Так оно потом и вошло в практику нашей боевой работы — своего рода профессиональная специализация. В ударных группах летчики знали, с чего и как нужно начинать уничтожение бомбардировщиков, умели подавлять огонь их воздушных стрелков. Одно дело, скажем, бить Ю-87, но совсем другое — Ю-88 или Хе-111. Атаковывали противника летчики ударной группы, как правило, сверху. На большой скорости внезапно сваливались на гитлеровцев, наносили стремительный удар — и уходили вверх, на исходную позицию. Группа прикрытия при этом внимательно следила за воздушной обстановкой, не допуская истребителей противника к пилотам из ударной группы. Здесь были такие мастера воздушного боя, которым лучшие асы фашистских эскадр в подметки не годились. Ребята до тонкостей знали слабые и сильные стороны самолетов противника, тактические уловки немецких летчиков, умели связать их боем, отвлечь от нашей ударной группы.

Понятно, воздушные схватки проходили не по схеме. Обстановка нередко заставляла летчиков-истребителей меняться местами. Но после мы почти всегда анализировали свои действия, успехи и недостатки боевой работы. А в период затиший умудрялись даже проводить конференции по обмену опытом ведения боя.

Что скрывать, кое-кому не сразу пришлась по душе идея комдива Корягина. Исполнителем-то вообще быть спокойней, чем творцом. Удобней и уютней. Не поднимаясь на высоту творческой мысли, с которой только и увидишь далекий горизонт своих дел, можно спокойно, допустим, вырубить кедровый лес. Или засорить чистую речку какой-нибудь химией. Прикрылся дежурной фразой: «Наше дело маленькое — нам приказали…» — и шуруй топором, сливай в родниковую воду отраву, добиваясь при этом высоких профессиональных результатов.

### ИСХОДНЫЕ ДАННЫЕ
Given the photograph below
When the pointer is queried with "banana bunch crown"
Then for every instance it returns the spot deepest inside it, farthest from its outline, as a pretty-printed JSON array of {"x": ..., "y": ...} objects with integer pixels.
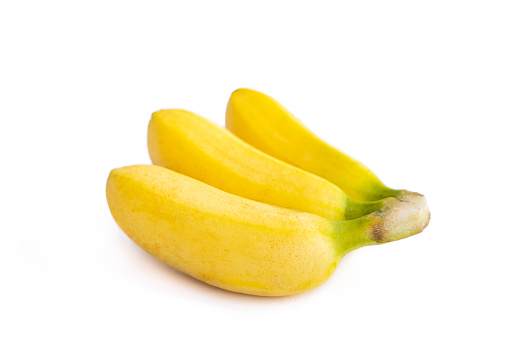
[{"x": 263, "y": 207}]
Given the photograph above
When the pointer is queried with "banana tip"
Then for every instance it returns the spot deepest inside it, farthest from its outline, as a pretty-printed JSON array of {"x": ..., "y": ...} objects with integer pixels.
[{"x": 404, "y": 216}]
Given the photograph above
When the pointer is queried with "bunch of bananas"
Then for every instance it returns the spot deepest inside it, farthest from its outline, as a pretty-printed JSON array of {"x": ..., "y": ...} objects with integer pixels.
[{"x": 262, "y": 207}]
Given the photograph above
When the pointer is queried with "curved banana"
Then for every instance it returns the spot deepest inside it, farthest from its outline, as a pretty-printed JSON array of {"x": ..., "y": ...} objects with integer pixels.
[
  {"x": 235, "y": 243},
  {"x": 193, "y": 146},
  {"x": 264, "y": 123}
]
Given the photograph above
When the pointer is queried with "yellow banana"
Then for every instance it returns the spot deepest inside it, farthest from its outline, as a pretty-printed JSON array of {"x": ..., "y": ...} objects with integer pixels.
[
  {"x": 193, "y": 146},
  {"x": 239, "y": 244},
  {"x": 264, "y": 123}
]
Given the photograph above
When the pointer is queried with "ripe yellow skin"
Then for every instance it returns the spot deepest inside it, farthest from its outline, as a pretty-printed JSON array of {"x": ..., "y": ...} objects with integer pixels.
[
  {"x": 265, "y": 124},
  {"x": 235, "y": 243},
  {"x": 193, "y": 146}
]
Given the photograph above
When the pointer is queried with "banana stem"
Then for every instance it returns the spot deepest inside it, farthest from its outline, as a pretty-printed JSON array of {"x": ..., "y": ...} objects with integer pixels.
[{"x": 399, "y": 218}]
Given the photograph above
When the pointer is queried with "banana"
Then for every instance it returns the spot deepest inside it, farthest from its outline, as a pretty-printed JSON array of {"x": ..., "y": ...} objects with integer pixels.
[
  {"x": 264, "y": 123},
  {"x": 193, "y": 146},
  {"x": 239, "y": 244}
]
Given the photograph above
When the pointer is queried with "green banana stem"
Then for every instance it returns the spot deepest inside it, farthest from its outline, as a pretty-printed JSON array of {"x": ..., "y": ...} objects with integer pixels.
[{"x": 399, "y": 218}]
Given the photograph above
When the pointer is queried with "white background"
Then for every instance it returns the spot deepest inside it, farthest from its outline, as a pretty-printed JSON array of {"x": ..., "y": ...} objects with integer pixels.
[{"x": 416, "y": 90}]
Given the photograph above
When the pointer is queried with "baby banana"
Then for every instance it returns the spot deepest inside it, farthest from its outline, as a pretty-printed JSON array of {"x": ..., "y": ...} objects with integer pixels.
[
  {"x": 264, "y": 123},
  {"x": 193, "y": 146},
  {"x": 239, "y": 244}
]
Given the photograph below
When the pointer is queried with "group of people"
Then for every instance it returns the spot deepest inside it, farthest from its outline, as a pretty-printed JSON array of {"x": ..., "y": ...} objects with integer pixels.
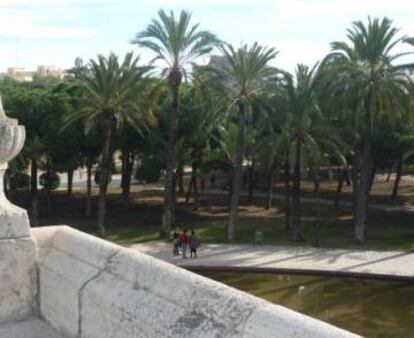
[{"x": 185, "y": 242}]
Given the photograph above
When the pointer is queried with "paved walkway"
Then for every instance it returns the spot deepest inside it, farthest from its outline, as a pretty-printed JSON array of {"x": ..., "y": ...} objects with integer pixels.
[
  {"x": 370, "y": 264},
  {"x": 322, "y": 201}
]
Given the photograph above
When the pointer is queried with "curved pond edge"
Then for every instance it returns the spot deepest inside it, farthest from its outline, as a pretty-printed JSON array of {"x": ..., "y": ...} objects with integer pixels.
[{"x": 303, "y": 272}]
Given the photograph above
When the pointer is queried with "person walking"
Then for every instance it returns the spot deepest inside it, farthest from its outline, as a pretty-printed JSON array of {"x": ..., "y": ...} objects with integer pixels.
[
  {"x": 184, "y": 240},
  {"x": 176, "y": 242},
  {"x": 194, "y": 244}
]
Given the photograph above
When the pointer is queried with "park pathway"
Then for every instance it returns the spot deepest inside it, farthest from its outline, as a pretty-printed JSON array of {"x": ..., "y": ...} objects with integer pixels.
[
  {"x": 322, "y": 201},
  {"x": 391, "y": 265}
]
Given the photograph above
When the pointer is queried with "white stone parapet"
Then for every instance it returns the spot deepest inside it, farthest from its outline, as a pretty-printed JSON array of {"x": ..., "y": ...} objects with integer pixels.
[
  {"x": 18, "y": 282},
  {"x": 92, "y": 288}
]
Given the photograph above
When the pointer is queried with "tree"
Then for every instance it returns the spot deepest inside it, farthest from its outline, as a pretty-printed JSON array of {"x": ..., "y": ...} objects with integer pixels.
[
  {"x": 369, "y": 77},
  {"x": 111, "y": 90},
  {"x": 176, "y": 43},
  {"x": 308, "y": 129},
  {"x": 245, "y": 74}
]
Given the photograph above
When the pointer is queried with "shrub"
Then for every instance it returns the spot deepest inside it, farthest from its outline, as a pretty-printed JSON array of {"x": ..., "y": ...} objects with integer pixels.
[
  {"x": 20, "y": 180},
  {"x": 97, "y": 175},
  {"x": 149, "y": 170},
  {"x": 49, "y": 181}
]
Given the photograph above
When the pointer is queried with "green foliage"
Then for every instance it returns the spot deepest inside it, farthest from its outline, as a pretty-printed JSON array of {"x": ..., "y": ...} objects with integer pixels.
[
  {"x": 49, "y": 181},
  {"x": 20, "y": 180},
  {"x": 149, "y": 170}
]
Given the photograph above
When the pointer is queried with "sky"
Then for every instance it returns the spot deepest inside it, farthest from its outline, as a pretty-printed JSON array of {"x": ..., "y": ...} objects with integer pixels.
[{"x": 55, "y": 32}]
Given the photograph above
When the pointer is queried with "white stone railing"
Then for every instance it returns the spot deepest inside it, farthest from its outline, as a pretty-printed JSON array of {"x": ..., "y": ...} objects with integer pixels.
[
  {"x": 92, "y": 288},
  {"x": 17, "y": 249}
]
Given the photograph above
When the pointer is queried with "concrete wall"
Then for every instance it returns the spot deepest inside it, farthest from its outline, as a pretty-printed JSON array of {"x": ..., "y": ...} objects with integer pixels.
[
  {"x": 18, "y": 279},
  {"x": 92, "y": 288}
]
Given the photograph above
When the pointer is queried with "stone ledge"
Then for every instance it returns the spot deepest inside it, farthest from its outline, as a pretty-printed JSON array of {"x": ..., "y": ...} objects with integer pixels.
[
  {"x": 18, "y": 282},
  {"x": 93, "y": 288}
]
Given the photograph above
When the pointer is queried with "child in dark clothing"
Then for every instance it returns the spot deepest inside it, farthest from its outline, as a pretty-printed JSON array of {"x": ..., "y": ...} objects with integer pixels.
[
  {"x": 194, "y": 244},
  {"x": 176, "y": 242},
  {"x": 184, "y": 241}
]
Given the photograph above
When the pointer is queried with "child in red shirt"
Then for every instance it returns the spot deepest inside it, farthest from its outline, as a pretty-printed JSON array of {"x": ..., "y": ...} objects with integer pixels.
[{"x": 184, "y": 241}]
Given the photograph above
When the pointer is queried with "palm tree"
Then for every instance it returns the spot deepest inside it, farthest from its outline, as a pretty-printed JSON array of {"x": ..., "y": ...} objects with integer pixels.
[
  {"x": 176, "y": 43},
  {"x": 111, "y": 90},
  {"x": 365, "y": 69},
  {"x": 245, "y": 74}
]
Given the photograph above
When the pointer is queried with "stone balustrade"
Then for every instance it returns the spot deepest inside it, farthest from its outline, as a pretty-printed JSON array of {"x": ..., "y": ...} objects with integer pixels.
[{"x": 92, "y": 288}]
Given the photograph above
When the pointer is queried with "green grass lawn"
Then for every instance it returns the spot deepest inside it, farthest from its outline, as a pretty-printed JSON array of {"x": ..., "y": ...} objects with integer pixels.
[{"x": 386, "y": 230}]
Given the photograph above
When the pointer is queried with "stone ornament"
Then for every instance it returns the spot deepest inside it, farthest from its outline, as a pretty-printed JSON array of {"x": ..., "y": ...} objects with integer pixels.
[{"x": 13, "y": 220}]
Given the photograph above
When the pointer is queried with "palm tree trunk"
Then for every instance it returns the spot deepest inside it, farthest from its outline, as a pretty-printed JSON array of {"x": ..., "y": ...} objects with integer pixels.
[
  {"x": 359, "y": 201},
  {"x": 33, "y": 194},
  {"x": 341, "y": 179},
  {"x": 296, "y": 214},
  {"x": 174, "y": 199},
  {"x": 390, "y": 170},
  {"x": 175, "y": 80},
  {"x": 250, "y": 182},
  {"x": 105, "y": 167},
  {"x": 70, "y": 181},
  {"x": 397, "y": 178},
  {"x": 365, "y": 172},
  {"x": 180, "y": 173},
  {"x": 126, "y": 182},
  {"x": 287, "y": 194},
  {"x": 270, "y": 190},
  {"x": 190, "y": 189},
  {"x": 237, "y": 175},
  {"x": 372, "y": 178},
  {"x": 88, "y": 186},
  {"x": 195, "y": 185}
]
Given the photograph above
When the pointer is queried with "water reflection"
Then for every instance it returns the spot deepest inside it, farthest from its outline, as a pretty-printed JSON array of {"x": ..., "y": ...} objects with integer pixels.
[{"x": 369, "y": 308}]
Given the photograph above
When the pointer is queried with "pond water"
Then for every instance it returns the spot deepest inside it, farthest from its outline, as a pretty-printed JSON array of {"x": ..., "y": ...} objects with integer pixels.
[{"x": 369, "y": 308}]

### НАБОР ЗАДАНИЙ
(a) Какую задачу выполняла группа прикрытия во время атаки ударной группы и почему, согласно тексту о воздушных боях, ее летчики могли с этой задачей справляться? Ответьте в одной–трех фразах.
(b) Покажите все строки записей, в которых встречается слово «white», с учетом регистра.
Текст и записи никак не связаны друг с другом.

### ПОЛНЫЕ РЕШЕНИЯ
(a) Группа прикрытия следила за воздушной обстановкой и не подпускала истребителей противника к летчикам ударной группы. Справляться с этим ее летчики могли потому, что до тонкостей знали слабые и сильные стороны самолетов противника и тактические уловки немецких летчиков. Они умели связать врага боем и отвлечь его от ударной группы.

(b)
When the pointer is queried with "white background"
When the pointer is queried with "white stone parapet"
When the pointer is queried with "white stone railing"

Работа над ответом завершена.